Segment Start: Supplied information

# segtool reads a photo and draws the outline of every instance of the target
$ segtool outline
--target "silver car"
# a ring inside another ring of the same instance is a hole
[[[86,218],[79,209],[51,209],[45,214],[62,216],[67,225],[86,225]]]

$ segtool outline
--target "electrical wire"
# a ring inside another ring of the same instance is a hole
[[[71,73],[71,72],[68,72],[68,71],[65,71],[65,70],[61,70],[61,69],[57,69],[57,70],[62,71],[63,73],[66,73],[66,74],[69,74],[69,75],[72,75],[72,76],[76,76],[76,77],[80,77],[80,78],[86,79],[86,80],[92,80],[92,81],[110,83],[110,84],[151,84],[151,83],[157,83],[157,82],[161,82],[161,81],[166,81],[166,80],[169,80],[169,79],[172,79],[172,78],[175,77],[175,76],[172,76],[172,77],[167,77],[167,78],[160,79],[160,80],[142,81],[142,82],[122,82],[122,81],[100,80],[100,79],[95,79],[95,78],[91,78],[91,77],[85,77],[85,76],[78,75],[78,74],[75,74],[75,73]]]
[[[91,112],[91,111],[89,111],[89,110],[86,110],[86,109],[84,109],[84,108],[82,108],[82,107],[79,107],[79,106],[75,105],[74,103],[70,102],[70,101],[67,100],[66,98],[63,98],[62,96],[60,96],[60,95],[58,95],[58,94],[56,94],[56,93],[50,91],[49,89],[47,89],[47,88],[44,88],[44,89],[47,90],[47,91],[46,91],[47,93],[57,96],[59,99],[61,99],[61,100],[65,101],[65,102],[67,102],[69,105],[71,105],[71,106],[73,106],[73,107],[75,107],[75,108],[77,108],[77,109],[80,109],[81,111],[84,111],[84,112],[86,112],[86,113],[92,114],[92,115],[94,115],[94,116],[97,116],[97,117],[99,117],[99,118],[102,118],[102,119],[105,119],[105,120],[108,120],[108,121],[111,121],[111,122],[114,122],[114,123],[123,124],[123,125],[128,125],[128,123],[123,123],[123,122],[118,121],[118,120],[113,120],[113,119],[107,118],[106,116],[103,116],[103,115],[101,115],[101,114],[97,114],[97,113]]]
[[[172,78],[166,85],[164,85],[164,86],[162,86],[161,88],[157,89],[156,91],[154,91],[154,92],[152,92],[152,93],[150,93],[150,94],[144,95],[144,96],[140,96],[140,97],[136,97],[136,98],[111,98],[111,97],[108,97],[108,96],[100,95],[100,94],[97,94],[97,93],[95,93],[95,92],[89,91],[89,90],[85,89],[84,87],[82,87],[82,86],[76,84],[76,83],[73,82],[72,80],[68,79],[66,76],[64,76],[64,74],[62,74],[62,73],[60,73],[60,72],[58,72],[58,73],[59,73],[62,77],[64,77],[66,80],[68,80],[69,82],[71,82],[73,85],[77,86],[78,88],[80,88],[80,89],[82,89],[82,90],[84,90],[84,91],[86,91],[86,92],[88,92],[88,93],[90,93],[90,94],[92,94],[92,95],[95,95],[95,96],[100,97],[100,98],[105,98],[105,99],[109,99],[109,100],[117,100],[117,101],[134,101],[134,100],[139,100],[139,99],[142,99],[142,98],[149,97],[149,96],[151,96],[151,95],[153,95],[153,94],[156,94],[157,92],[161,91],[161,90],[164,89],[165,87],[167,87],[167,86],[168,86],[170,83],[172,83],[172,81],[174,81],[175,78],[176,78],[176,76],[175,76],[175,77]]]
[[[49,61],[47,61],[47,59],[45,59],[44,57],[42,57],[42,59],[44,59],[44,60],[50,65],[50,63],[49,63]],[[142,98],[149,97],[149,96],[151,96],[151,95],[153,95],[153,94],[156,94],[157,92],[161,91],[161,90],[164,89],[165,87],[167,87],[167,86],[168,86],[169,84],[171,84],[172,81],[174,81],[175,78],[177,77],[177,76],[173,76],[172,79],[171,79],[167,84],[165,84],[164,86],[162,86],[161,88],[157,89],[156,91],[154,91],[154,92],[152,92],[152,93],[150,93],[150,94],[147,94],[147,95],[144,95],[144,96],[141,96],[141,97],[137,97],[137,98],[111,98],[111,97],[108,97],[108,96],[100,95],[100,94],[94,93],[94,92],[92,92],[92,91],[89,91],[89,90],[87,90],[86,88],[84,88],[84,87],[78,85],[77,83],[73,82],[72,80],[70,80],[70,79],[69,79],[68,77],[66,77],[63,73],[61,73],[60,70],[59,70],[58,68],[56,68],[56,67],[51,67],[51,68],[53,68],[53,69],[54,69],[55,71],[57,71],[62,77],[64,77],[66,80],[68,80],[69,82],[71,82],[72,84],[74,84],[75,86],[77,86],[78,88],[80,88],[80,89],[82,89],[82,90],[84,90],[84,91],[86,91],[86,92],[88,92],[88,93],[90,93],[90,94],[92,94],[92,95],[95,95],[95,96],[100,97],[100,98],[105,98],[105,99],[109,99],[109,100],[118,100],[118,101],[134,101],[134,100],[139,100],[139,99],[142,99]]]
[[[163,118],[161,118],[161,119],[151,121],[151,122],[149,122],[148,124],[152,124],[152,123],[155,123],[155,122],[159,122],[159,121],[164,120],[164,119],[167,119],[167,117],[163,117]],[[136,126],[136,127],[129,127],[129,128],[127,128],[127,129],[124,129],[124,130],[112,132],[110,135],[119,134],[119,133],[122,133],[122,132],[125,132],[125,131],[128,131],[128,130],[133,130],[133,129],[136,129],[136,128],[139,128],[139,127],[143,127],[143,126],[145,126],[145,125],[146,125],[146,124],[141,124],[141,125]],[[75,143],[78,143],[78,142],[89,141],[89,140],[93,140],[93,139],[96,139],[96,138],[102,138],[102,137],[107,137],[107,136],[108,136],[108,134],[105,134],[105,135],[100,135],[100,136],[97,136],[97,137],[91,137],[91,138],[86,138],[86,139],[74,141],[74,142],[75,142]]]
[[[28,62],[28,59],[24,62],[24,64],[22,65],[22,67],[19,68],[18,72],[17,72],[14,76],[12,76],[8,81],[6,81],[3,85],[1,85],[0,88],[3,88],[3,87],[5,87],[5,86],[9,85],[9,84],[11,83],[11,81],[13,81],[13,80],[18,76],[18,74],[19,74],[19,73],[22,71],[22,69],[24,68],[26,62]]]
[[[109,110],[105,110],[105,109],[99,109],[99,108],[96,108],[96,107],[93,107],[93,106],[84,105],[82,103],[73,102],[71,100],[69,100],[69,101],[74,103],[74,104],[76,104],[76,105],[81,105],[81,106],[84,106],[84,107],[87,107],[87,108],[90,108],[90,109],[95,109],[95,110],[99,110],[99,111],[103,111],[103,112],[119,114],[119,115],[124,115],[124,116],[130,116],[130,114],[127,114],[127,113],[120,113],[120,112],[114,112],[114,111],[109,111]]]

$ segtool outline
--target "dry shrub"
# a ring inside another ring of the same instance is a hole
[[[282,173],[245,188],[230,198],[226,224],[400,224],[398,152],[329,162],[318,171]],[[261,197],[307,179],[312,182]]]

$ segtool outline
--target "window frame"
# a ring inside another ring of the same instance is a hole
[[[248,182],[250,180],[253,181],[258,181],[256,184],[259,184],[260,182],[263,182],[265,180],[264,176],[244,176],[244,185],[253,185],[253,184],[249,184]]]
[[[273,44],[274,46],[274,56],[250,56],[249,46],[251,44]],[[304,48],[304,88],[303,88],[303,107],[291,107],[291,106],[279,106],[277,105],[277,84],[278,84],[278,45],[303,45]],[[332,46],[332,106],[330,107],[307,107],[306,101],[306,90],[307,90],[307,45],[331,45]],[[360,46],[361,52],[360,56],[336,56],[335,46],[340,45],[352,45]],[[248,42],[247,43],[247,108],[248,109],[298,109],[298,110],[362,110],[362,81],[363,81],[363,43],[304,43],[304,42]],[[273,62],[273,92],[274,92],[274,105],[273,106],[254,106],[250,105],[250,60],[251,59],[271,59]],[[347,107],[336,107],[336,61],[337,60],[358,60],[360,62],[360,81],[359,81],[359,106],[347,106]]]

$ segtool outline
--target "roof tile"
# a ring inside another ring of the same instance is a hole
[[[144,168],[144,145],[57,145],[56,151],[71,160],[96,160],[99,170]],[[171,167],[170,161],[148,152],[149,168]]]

Segment End: Supplied information

- Your objective
Identify each line in the entries with the word "target" and copy it.

- Answer box
# segtool reads a photo and draws the outline of every instance of the target
--target "silver car"
--target "electrical wire"
--target "dry shrub"
--target "window frame"
--target "roof tile"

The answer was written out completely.